作業指示 1 –
特許抜粋について、次の問いに答えよ。
(a) 請求項2の発明で、外部油圧報知手段は何によって報知を行うか。
(b) 図5は何を示す正面図か。
(c) 作業機上昇毎に一対の外部油圧ポートから交互に作動油を出力させる必要がある作業機の例として、何が挙げられているか。

___ 読む抜粋 ___

請求項3の発明は、請求項1又は2に記載の作業車両であって、前記外部油圧取出装置は、作動油を出力する前記外部油圧ポートを複数備え、前記外部油圧報知手段は、複数の前記外部油圧ポートを識別するためのシンボルマークを液晶表示部に表示させるとともに、該シンボルマークの表示形態の変化に基づいて作動油出力中の前記外部油圧ポートを報知することを特徴とする。
【発明の効果】
【0008】
請求項1の発明によれば、制御部は、外部油圧取出装置の油圧出力状態を予め設定された設定情報に基づいて制御する外部油圧自動制御手段を備えるので、オペレータの操作負担を軽減し、作業性を向上させることができる。また、制御部は、外部油圧自動制御手段が前記外部油圧取出装置の外部油圧ポートから作動油を出力させるとき、所定の報知を行う外部油圧報知手段を備えるので、オペレータは、外部油圧自動制御手段による自動的な作動油出力を認識することができる。さらに設定情報は、作業機上昇毎に作動油を交互に出力する一対の外部油圧ポートが設定される交互出力ポート設定情報を含み、外部油圧自動制御手段は、作業機上昇毎に、交互出力ポート設定情報で設定された一対の外部油圧ポートから交互に作動油を出力させるので、作業機上昇毎に、一対の外部油圧ポートから交互に作動油を出力させる必要がある作業機(例えば、リバーシブルプラウ)にも対応できる。また、外部油圧報知手段は、一対の外部油圧ポートを識別するためのシンボルマークを液晶表示部に表示させるとともに、次回作動油を出力する外部油圧ポートのシンボルマークの表示形態と、前回作動油を出力した外部油圧ポートのシンボルマークの表示形態と、を異ならせるので、オペレータは、次回作動油を出力する外部油圧ポートを予測することができる。
請求項2の発明によれば、外部油圧報知手段は、前記外部油圧自動制御手段が前記外部油圧取出装置の外部油圧ポートから作動油を出力させるとき、液晶表示部及びブザーによって報知を行うので、オペレータは、外部油圧自動制御手段による自動的な作動油出力を確実に認識することができる。
請求項3の発明によれば、外部油圧報知手段は、複数の外部油圧ポートを識別するためのシンボルマークを液晶表示部に表示させるとともに、該シンボルマークの表示形態の変化に基づいて作動油出力中の外部油圧ポートを報知するので、オペレータは、作動油出力中の外部油圧ポートを認識することができる。
【図面の簡単な説明】
【0009】
【
図1】本発明の一実施形態に係るトラクタの側面図である。
【
図2】本発明の一実施形態に係るトラクタの機体後部を示す斜視図である。
【
図3】本発明の一実施形態に係るトラクタの運転部を示す内部斜視図である。
【
図4】本発明の一実施形態に係るトラクタの制御構成を示すブロック図である。
【
図5】本発明の一実施形態に係るトラクタの液晶表示装置の表示例を示す正面図である。
【
図6】本発明の一実施形態に係るトラクタの外部油圧自動制御の制御手順を示すフローチャートである。

___

作業指示 2 –
記録のうち、「Pin each instance of the green shrub」を含む行から始めて「column 543, row 672」を含む行まで続く部分について、「Response」を「Answer」に改め、ほかは変えずにそれらの行だけを書き出してください。

___ データ行 ___

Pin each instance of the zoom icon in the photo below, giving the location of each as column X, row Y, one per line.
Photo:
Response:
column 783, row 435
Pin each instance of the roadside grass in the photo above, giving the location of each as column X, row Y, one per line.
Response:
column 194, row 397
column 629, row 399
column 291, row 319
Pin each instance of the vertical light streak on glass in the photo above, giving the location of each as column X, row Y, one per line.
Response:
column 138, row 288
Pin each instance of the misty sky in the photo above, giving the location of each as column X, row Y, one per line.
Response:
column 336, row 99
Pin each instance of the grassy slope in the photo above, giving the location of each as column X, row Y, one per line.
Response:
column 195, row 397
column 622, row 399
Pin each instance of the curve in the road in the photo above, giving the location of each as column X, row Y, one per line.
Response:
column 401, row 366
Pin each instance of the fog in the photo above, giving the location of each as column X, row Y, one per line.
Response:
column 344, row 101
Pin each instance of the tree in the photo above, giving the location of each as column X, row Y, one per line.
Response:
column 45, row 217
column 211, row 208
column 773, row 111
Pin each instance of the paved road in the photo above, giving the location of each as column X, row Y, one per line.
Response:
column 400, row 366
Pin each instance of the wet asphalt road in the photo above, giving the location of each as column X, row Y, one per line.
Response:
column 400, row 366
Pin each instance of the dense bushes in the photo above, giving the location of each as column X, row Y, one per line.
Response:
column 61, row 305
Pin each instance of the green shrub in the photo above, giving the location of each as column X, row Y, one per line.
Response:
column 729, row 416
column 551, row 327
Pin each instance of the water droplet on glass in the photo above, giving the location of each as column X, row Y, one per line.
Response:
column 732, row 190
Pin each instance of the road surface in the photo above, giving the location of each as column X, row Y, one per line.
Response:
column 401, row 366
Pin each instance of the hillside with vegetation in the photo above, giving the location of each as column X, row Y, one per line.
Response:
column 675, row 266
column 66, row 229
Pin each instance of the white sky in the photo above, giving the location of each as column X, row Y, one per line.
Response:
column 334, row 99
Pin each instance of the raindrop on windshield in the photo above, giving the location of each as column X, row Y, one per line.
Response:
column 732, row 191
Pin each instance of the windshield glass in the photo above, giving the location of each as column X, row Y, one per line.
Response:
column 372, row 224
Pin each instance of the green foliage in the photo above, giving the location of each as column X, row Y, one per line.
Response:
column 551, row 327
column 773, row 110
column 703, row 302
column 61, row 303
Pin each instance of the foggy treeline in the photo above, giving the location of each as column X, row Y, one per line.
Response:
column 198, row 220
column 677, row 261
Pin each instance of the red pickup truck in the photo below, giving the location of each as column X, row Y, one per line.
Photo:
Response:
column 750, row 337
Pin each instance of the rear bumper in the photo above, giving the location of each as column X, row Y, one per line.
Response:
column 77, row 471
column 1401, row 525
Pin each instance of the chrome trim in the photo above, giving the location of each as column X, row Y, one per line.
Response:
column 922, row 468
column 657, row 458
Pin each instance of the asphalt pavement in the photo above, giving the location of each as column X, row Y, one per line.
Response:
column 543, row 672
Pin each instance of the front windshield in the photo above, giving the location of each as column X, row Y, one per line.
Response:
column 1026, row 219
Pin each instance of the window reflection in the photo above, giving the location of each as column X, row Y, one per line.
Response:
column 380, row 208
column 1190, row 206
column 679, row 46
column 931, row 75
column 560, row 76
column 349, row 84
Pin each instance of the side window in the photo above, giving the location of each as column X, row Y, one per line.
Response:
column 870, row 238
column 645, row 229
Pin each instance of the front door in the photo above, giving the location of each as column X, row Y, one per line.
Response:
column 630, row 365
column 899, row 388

___

最終回答 1 –
(a) 液晶表示部及びブザー
(b) トラクタの液晶表示装置の表示例
(c) リバーシブルプラウ

最終回答 2 –
Pin each instance of the green shrub in the photo above, giving the location of each as column X, row Y, one per line.
Answer:
column 729, row 416
column 551, row 327
Pin each instance of the water droplet on glass in the photo above, giving the location of each as column X, row Y, one per line.
Answer:
column 732, row 190
Pin each instance of the road surface in the photo above, giving the location of each as column X, row Y, one per line.
Answer:
column 401, row 366
Pin each instance of the hillside with vegetation in the photo above, giving the location of each as column X, row Y, one per line.
Answer:
column 675, row 266
column 66, row 229
Pin each instance of the white sky in the photo above, giving the location of each as column X, row Y, one per line.
Answer:
column 334, row 99
Pin each instance of the raindrop on windshield in the photo above, giving the location of each as column X, row Y, one per line.
Answer:
column 732, row 191
Pin each instance of the windshield glass in the photo above, giving the location of each as column X, row Y, one per line.
Answer:
column 372, row 224
Pin each instance of the green foliage in the photo above, giving the location of each as column X, row Y, one per line.
Answer:
column 551, row 327
column 773, row 110
column 703, row 302
column 61, row 303
Pin each instance of the foggy treeline in the photo above, giving the location of each as column X, row Y, one per line.
Answer:
column 198, row 220
column 677, row 261
Pin each instance of the red pickup truck in the photo below, giving the location of each as column X, row Y, one per line.
Photo:
Answer:
column 750, row 337
Pin each instance of the rear bumper in the photo above, giving the location of each as column X, row Y, one per line.
Answer:
column 77, row 471
column 1401, row 525
Pin each instance of the chrome trim in the photo above, giving the location of each as column X, row Y, one per line.
Answer:
column 922, row 468
column 657, row 458
Pin each instance of the asphalt pavement in the photo above, giving the location of each as column X, row Y, one per line.
Answer:
column 543, row 672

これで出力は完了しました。